(Coordinate annotation entries)
###

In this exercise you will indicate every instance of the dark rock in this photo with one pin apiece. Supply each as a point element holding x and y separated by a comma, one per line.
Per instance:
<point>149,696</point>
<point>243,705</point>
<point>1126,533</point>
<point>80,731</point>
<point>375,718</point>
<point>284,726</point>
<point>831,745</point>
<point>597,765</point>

###

■ Requirements
Reproduce the lines above verbatim, with nothing altered.

■ Response to this task
In this exercise you will indicate every instance of the dark rock in this photo with one pin apiece. Supply each as a point element holding x and y separated by a comma, one per line.
Per instance:
<point>149,696</point>
<point>243,705</point>
<point>1126,533</point>
<point>80,731</point>
<point>375,718</point>
<point>284,726</point>
<point>831,745</point>
<point>597,765</point>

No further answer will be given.